**Opdracht**
Leg met behulp van het fragment over eiwitkwaliteit uit waarom aminozuren zich in een plant die kunstmest krijgt anders ontwikkelen dan bij natuurlijke rijping.

**Tekstfragment**
^^^^^^^^^^^^^^^^
Veel van de aromatische polyfenolen geven voeding hun specifieke smaak. We hebben veel groenten en fruitsoorten echter zo veredeld (vooral gericht op een hoge productie en resistenties) dat deze stoffen eruit ‘veredeld’ zijn. Zoals het bittertje in witlof, rucola en spruitjes. Zie het verhaal in de Groene Amsterdammer We eten enkel nog verpakt water. Het meten van het droge stofgehalte van een voedingsmiddel (met bijvoorbeeld een simpele SCiO-meter) zou ons dus informatie kunnen geven of we ‘verpakt water’ eten of wezenlijk voedsel.

5. Eiwitkwaliteit

De kwantitatieve waarde van eiwit, zoals we die op etiketten van voeding lezen, hoeft niet per definitie iets te zeggen over de kwalitatieve waarde ervan: het gehalte aan essentiële aminozuren zegt meer over de kwaliteit van het voedingsmiddel dan het eiwitgehalte. 

Het lijkt aannemelijk dat natuurlijke groei- en rijpingsprocessen – zonder intensieve bemesting – de lichtenergie en hoogwaardigheid van het eiwit laten toenemen.

Door kunstmest wordt de groeifase van een plant flink verhoogd, met hoge opbrengsten als resultaat. Maar dat gaat wel ten koste van de rijpingsfase van de plant. En dat heeft weer tot gevolg dat aminozuren in de plant zich anders ontwikkelen dan bij een natuurlijke rijping: sommige aminozuren ontwikkelen zich veel beter, andere juist bijna niet, of ze ontwikkelen zich niet tot een ‘afgerond proteïne’. Dit lijkt zorgelijk: proteïne is immers afgeleid van de woorden ‘eerste’ en ‘belangrijkste’, en ons immuunsysteem, brein en spieropbouw zijn volledig afhankelijk van eiwitten met alle aminozuren erin.
^^^^^^^^^^^^^^^^
**Aangeleverde gegevens**
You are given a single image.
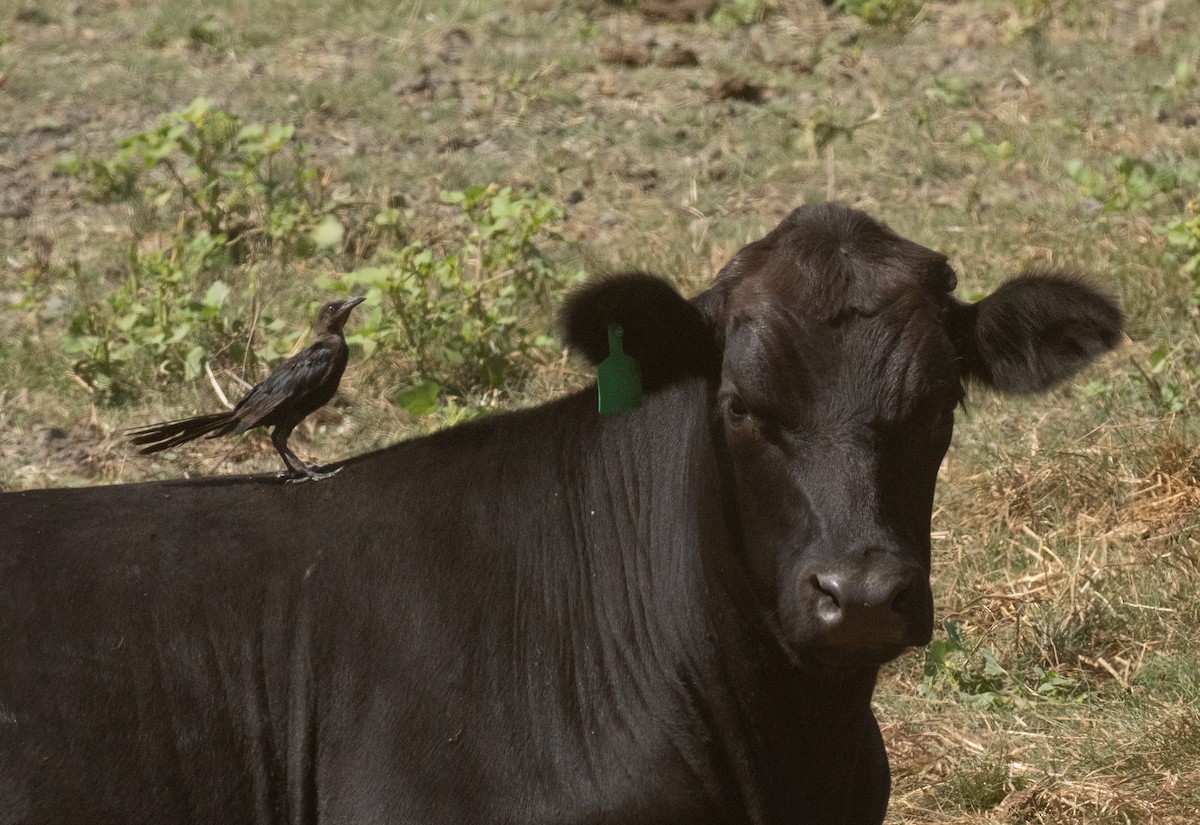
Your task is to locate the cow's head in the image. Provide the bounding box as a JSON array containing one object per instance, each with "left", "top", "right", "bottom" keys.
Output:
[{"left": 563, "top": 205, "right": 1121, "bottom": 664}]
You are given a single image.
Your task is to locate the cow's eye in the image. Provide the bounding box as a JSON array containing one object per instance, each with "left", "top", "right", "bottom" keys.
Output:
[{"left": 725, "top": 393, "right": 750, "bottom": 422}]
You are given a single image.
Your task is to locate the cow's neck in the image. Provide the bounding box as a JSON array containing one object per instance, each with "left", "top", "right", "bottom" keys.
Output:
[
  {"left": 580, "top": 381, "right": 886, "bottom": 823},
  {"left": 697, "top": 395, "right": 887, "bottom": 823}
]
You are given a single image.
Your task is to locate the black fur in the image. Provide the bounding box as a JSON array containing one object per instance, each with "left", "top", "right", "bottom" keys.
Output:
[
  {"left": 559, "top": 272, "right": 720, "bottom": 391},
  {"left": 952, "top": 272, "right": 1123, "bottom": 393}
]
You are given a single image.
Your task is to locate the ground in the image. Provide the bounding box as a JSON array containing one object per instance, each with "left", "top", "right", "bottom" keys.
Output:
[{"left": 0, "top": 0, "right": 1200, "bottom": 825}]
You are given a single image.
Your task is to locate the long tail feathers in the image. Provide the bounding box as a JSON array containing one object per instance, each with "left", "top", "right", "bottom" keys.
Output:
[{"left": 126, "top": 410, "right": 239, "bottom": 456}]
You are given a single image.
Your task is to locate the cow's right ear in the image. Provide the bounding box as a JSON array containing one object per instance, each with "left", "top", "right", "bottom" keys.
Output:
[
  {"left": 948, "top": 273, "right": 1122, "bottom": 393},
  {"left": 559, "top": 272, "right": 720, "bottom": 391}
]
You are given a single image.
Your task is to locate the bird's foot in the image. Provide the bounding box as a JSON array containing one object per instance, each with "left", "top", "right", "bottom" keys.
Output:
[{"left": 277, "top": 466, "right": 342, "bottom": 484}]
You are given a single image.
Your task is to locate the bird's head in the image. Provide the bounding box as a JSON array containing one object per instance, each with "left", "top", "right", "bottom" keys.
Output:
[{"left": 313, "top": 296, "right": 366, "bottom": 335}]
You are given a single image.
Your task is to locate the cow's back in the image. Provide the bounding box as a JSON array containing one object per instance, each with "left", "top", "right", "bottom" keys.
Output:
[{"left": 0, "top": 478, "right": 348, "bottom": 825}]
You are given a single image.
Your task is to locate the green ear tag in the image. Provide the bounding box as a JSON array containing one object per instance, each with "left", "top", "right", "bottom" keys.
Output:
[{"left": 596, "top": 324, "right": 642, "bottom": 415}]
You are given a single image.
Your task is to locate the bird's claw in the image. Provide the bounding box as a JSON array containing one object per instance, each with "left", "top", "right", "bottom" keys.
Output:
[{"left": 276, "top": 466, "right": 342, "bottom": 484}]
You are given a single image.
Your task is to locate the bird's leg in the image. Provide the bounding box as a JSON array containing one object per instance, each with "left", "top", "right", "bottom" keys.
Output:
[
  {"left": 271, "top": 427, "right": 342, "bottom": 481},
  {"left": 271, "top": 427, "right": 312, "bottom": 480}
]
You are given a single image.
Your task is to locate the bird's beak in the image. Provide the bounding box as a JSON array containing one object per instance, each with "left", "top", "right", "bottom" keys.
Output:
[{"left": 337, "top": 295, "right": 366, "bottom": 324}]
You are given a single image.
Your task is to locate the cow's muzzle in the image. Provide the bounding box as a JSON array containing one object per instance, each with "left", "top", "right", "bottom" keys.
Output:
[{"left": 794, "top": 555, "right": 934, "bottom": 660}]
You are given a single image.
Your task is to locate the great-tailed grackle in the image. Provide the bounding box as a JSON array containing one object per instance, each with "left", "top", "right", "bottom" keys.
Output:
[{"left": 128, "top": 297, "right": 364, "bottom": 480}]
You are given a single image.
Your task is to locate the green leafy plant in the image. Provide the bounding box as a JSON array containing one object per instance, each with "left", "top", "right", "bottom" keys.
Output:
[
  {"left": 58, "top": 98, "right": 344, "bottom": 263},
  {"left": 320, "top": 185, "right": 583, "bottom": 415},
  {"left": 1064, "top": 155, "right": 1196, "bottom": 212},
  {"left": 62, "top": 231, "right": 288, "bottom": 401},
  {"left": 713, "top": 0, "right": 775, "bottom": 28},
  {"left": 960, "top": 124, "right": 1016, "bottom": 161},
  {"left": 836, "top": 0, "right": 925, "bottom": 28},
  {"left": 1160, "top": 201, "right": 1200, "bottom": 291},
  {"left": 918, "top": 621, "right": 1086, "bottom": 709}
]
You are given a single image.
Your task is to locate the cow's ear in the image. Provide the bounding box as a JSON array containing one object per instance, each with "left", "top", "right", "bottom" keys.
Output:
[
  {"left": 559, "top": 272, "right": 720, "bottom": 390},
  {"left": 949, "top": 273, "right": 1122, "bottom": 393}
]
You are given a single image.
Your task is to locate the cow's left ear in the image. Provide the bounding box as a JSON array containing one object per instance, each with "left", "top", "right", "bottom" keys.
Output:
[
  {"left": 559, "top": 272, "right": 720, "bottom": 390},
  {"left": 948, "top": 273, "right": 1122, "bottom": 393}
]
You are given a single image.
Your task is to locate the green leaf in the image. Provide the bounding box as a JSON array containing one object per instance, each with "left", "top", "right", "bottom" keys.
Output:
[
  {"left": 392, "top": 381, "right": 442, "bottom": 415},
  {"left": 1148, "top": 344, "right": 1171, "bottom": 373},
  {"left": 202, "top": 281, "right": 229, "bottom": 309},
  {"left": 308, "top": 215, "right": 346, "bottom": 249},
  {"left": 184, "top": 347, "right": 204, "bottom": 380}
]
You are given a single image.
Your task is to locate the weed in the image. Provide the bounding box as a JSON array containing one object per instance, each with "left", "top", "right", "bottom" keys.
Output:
^^^^^^^^^^^^^^^^
**Uitwerking**
Kunstmest verhoogt de groeifase van de plant flink, wat hoge opbrengsten oplevert, maar dat gaat ten koste van de rijpingsfase. Daardoor ontwikkelen de aminozuren zich anders dan bij natuurlijke rijping: sommige ontwikkelen zich veel beter, andere bijna niet, of ze ontwikkelen zich niet tot een ‘afgerond proteïne’.